While our culture prides itself on having long ago cast off the yoke of
"primitive" religious restrictions, the historically ingrained cultural
instinct to prohibit sensual pleasure survives.
That instinct is strongly evident in the hostile reaction to any attempts to
liberalize marijuana laws. Marijuana use represents the clearest modern
example of seeking pleasure for pleasure's sake -- mere hedonism -- and we
certainly can't have any of that.
And since the war on pot is just one more battle in the continuing war on
pleasure, it is also a holy war, a jihad on joints.
The holy war is upon us, but don't go looking for the men with the black
beards. This jihad is entirely domestic, a homegrown product of hysteria and
heresy that's far more menacing than a motley mob of misguided Muslims.
Okay, a little less alliteration, I promise. The holy war I'm talking about
is, of course, the war on drugs, which is now heating up thanks to the
federal government's marijuana bill.
Though the bill is astonishingly innocuous -- it would merely decriminalize,
rather than legalize, possession of less than 15 grams of ganja -- it has
nevertheless provoked outrage on both sides of the border.
United States drug czar John Walters warned that decriminalization could
lead to snarls at the border, and Canadians opposed to the liberalization of
drug laws have trotted out the usual litany of scary scenarios lifted
directly from the script of Reefer Madness.
The gloom and doom prophecies fly in the face of all available evidence:
One-third of North Americans have tried marijuana, and few have experienced
any problems. And on a societal level, potent pot has caused much less
strife than potent potables.

◆ TASK OBJECTIVE ◆
Answer these questions from the text on marijuana laws.
1. What amount of marijuana would the federal bill decriminalize?
2. Who is named as the United States drug czar?
3. What share of North Americans have tried marijuana?

◆ INPUT DATA ◆
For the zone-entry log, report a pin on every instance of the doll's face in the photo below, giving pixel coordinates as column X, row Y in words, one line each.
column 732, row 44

◆ RESULT FOR THIS EXERCISE ◆
1. Possession of less than 15 grams.
2. John Walters.
3. One-third.